● TEXTE FOURNI:
Le grand cormoran mieux protégé, les pêcheurs voient rouge
BIODIVERSITÉ Un arrêté du ministère de la Transition écologique vient de restreindre les conditions de régulation de cet oiseau, véritable cauchemar des pêcheurs
- Espèce protégée, le grand cormoran peut être chassé pour limiter son impact sur les populations de poissons.
- Un arrêté vient toutefois d’interdire l’abattage des grands cormorans dans les zones d’eaux libres.
- Furieuse, la Fédération nationale de pêche en France va attaquer l’arrêté.

● CONSIGNES DE L'EXERCICE:
- a) Reprenez mot pour mot le passage du texte sur le grand cormoran qui commence par « Le grand cormoran mieux » et se termine par « zones d’eaux libres. ».
- b) D'après le texte sur le grand cormoran, qu'est-ce que l'arrêté vient d'interdire ?
- c) Poursuivez le texte sur le grand cormoran à partir de sa dernière phrase.

● DONNÉES FOURNIES:

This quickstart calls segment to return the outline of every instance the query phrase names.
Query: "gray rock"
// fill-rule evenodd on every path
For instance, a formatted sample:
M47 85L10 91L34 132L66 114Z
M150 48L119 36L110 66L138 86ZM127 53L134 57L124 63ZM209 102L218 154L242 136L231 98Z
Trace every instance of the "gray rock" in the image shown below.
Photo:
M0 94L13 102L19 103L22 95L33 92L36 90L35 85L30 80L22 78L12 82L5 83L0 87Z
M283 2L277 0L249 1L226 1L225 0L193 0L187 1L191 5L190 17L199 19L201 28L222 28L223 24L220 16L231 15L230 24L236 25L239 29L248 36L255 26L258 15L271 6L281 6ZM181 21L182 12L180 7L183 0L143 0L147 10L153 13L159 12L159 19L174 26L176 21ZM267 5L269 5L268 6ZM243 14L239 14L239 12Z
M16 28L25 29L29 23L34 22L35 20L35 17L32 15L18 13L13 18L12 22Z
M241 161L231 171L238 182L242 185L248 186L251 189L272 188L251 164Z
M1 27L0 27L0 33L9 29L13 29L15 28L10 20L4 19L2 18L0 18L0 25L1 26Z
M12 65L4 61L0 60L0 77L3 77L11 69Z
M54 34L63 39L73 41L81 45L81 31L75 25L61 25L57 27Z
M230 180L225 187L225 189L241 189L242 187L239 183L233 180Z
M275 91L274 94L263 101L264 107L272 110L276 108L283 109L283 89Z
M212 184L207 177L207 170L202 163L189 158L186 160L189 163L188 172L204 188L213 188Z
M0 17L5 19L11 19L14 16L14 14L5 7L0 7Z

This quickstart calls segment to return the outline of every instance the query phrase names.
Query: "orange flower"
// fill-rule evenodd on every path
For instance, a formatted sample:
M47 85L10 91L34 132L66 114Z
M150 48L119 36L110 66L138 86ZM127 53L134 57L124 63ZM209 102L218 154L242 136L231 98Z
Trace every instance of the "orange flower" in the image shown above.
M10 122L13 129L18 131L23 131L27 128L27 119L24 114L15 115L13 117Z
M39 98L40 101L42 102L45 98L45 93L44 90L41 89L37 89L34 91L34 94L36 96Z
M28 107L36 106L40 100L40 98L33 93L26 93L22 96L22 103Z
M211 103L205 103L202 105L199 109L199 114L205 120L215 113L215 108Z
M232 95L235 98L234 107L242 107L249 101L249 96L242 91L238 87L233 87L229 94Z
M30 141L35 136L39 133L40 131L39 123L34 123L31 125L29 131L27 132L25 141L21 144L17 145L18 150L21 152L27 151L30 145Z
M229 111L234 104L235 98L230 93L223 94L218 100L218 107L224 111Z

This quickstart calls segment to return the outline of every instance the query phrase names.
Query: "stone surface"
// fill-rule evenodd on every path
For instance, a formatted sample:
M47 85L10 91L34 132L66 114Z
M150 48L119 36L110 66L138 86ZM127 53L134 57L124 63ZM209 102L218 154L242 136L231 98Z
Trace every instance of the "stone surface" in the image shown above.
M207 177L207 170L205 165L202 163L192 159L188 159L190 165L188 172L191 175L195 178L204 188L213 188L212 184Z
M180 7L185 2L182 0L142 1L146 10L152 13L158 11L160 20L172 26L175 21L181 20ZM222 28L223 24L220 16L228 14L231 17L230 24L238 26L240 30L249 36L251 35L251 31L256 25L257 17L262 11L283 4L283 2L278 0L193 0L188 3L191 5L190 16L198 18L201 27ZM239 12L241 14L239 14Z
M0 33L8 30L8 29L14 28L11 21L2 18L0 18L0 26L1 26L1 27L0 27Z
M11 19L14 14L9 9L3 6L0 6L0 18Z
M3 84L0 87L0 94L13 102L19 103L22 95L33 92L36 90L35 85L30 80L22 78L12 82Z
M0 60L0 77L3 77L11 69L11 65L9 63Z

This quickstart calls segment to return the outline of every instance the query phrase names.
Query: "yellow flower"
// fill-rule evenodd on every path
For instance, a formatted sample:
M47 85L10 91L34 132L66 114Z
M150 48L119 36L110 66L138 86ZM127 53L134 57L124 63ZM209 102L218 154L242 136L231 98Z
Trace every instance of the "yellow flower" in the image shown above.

...

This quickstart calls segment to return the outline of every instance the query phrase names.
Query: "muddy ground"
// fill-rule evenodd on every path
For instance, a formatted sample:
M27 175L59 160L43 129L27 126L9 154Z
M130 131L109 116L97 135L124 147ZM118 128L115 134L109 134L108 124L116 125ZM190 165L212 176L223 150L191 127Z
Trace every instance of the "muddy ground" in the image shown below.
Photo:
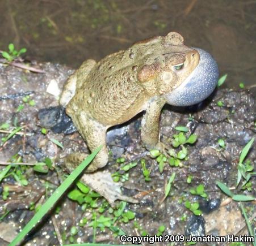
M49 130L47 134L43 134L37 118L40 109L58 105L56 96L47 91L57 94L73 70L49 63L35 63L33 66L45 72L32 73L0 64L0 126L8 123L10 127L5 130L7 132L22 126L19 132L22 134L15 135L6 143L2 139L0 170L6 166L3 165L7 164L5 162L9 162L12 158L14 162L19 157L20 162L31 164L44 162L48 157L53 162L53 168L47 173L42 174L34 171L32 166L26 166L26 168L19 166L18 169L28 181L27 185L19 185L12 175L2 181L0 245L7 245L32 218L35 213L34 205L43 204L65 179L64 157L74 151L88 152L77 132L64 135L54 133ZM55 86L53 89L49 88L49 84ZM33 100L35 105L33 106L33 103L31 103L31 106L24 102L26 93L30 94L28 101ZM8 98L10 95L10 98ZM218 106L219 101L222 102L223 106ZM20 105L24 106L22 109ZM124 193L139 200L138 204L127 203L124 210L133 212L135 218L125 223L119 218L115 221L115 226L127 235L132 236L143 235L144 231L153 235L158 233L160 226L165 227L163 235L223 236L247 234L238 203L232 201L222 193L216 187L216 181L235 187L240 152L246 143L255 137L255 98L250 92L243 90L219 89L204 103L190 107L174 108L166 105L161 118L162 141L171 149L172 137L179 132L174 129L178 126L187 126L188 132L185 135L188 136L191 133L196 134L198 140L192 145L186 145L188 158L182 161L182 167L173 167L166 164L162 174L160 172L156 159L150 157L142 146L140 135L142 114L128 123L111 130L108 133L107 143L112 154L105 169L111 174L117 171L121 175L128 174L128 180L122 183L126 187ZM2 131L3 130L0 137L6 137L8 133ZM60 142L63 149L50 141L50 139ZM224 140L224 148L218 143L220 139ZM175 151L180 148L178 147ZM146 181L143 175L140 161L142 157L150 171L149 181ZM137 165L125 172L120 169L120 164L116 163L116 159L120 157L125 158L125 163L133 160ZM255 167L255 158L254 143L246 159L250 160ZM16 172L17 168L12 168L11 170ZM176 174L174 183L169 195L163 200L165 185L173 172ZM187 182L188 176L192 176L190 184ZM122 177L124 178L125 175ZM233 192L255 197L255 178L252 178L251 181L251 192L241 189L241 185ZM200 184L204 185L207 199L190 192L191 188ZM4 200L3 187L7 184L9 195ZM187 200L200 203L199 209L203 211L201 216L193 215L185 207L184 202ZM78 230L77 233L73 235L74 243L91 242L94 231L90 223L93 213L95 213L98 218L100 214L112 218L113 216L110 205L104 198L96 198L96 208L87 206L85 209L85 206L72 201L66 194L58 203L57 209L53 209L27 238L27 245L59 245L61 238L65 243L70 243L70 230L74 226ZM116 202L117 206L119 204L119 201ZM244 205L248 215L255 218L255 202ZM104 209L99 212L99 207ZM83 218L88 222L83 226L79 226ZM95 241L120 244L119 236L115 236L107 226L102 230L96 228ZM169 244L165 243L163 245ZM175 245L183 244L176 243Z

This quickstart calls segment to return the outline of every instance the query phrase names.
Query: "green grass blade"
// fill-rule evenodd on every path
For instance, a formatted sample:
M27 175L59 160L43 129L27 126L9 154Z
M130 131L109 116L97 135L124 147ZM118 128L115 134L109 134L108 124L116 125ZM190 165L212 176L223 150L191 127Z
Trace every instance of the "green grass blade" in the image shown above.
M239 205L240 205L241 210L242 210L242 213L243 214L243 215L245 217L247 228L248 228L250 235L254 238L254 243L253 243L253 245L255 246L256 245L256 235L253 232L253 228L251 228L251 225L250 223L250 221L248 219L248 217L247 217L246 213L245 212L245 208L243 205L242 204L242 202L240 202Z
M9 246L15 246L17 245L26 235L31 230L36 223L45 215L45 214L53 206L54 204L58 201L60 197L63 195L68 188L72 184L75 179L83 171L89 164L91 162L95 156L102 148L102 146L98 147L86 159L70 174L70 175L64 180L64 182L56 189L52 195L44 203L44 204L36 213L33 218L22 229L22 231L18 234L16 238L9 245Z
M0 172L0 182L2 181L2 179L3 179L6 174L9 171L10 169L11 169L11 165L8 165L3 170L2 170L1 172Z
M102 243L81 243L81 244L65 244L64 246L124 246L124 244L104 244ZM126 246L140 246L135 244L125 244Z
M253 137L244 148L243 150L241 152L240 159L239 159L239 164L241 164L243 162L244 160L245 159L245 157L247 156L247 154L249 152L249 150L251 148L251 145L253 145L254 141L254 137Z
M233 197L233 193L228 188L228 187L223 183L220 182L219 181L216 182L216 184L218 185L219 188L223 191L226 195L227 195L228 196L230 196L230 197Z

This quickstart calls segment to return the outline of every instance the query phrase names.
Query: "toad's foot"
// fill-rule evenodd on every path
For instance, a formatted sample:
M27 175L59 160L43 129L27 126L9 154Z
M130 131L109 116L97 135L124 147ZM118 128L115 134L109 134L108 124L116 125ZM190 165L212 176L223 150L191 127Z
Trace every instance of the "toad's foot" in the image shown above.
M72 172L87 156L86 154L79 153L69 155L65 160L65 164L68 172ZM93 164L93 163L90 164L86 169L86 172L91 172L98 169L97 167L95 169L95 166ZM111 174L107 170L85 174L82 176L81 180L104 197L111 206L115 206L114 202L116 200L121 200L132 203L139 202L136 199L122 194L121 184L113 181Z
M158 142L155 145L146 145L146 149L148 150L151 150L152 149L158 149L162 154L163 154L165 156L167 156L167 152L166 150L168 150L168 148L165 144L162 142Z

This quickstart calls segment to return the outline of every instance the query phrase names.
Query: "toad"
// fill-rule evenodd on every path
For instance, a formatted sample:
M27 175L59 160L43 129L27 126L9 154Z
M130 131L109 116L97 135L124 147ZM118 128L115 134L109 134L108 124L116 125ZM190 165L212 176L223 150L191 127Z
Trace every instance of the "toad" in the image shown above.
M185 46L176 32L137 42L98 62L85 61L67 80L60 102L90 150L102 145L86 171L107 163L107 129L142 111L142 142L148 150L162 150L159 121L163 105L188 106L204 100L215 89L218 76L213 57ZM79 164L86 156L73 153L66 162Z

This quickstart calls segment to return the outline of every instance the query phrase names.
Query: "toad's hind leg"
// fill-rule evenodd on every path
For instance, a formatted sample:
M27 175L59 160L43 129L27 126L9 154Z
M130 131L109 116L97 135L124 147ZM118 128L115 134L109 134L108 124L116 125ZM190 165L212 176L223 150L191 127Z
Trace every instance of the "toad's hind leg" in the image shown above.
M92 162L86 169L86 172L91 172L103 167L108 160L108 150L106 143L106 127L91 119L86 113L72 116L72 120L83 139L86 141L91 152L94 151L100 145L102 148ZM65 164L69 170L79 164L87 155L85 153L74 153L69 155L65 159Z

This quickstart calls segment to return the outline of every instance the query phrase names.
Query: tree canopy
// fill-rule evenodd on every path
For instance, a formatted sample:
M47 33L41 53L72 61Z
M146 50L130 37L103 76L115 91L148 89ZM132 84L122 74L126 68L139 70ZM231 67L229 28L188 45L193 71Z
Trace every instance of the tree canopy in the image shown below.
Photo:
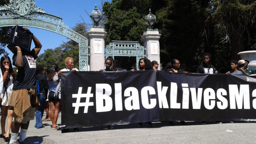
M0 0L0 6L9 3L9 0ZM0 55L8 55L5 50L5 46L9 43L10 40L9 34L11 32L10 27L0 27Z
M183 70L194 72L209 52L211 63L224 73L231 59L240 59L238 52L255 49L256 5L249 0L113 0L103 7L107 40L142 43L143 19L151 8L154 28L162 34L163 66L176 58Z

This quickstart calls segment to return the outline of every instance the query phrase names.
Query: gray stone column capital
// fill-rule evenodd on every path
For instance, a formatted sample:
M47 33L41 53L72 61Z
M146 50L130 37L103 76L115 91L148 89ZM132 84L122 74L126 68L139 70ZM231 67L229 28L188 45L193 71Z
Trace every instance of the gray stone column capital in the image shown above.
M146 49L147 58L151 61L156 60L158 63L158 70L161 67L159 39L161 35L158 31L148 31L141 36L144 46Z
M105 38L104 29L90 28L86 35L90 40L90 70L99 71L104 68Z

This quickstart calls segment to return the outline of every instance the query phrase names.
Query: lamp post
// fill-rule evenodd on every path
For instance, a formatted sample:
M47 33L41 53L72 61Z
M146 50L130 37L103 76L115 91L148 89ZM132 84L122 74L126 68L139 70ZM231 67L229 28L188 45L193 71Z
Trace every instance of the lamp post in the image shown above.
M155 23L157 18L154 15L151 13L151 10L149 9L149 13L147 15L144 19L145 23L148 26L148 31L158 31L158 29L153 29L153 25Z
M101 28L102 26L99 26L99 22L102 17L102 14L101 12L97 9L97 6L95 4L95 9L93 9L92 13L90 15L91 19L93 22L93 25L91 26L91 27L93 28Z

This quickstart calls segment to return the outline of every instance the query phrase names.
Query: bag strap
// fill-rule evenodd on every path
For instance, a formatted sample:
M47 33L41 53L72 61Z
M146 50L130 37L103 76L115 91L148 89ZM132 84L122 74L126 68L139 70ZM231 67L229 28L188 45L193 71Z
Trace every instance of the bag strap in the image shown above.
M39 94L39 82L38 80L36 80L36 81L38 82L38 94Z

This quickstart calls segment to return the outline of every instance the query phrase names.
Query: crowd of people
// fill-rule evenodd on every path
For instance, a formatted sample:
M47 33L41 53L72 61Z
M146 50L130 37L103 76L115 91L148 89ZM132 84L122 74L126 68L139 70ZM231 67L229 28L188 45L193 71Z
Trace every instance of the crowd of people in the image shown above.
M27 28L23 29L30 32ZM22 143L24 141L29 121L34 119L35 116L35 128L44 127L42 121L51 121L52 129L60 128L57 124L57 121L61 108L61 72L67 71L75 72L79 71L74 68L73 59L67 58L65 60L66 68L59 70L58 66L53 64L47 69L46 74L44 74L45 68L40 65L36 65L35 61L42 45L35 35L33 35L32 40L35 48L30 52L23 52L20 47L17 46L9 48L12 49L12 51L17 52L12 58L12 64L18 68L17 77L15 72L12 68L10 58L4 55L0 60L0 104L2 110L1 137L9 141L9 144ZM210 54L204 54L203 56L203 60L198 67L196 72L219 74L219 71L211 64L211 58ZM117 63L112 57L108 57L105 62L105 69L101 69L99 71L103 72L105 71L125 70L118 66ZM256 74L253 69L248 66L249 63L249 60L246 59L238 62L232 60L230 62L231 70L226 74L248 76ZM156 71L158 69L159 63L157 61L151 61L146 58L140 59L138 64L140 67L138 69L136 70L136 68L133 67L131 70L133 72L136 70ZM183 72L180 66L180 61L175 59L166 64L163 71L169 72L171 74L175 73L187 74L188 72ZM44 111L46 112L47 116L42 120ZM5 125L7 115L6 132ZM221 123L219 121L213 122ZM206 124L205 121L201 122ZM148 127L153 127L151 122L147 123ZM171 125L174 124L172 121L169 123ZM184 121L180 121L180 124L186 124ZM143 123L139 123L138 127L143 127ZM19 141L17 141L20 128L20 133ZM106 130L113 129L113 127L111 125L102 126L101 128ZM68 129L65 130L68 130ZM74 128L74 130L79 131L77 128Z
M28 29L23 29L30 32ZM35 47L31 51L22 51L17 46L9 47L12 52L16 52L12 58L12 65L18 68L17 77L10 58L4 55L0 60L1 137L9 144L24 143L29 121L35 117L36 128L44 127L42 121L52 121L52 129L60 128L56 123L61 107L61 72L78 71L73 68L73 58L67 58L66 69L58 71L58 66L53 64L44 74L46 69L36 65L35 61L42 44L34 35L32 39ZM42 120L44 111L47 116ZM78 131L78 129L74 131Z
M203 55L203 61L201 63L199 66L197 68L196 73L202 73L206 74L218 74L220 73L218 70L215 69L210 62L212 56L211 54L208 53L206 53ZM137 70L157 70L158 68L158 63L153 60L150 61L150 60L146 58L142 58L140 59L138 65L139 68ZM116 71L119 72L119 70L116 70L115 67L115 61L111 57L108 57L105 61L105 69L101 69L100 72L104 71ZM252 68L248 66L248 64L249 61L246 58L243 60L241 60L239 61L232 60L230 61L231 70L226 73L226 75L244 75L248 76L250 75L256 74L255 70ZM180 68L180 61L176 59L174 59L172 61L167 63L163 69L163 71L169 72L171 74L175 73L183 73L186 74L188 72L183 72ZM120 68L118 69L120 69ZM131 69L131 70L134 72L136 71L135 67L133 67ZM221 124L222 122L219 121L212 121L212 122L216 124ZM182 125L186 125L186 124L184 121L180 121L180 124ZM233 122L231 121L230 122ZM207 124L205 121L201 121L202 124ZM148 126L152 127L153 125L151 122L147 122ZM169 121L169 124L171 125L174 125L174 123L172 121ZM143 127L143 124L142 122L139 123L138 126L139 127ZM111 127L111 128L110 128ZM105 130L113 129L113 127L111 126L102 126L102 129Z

---

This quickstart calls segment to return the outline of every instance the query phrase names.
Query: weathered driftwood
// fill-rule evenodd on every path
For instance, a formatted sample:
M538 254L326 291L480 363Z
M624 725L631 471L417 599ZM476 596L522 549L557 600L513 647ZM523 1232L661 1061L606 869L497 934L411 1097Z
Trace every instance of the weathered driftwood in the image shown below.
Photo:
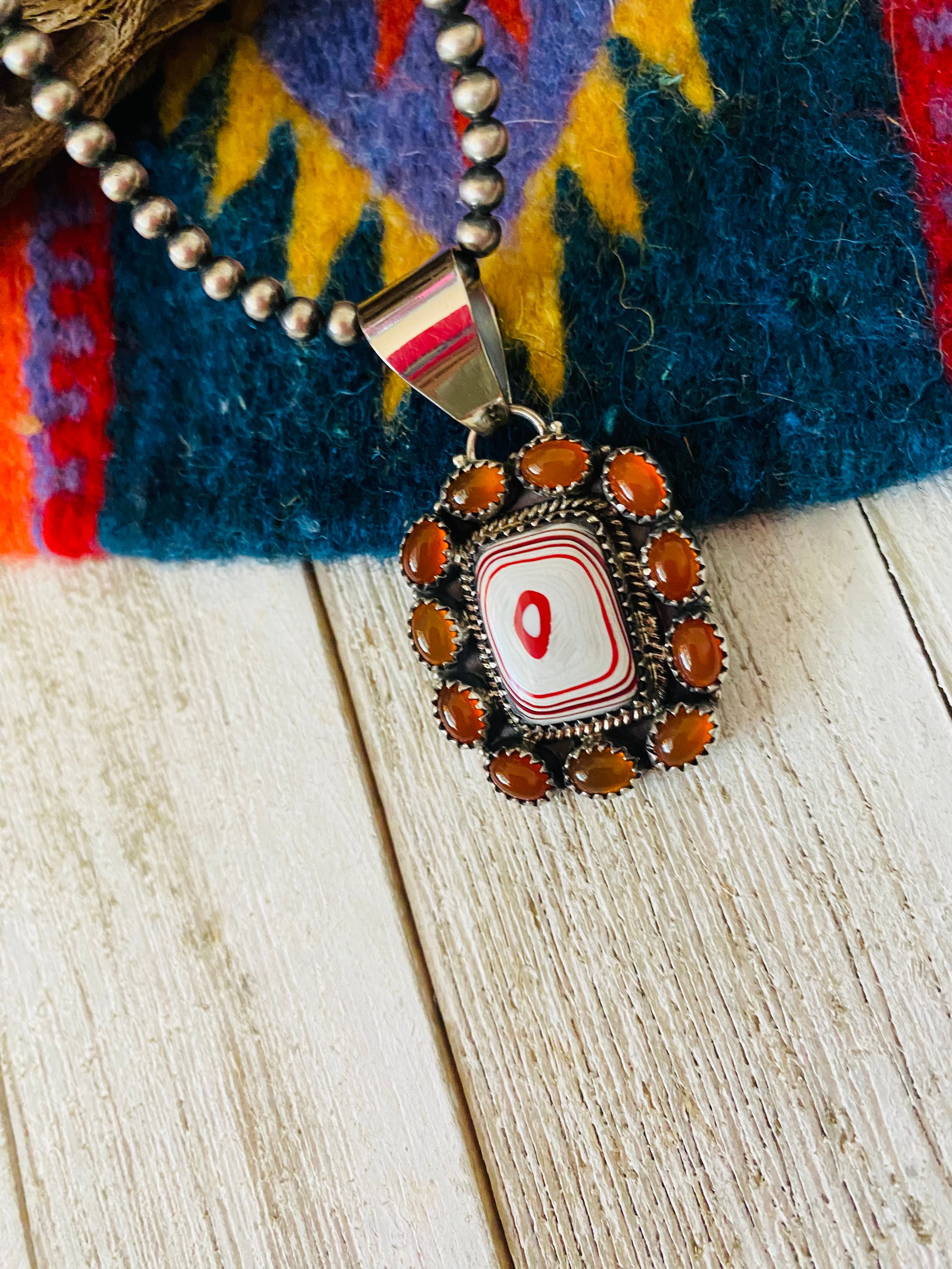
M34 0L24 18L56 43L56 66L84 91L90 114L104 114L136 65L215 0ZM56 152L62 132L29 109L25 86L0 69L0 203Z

● CORRIGÉ DE L'EXERCICE:
- a)
Le grand cormoran mieux protégé, les pêcheurs voient rouge
BIODIVERSITÉ Un arrêté du ministère de la Transition écologique vient de restreindre les conditions de régulation de cet oiseau, véritable cauchemar des pêcheurs
- Espèce protégée, le grand cormoran peut être chassé pour limiter son impact sur les populations de poissons.
- Un arrêté vient toutefois d’interdire l’abattage des grands cormorans dans les zones d’eaux libres.

- b) L'abattage des grands cormorans dans les zones d'eaux libres.

- c)
Le Phalacrocorax carbo sinensis peut crier victoire. Plus connu sous le nom de grand cormoran terrestre, l’oiseau vient de sauver ses plumes grâce à un arrêté pris par le ministère de la Transition écologique. Daté du 19 septembre, le texte restreint drastiquement les conditions de régulation du grand cormoran. Protégée, l’espèce pouvait en effet être chassée afin de limiter ses dégâts sur les populations piscicoles. Tous les trois ans, les préfets de chaque département fixaient ainsi des quotas de cormorans pouvant être abattus autour des zones de pisciculture et sur les eaux libres. Entre 2019 et 2022, près de 151.000 cormorans ont ainsi été tués sur l’ensemble du territoire.
Mais le nouvel arrêté limite désormais la régulation aux seules zones de pisciculture, interdisant de fait l’abattage des cormorans dans les rivières et les étangs jusqu’en 2025. Un revirement qui fait suite à plusieurs victoires obtenues par la Ligue de protection des oiseaux (LPO) devant la justice.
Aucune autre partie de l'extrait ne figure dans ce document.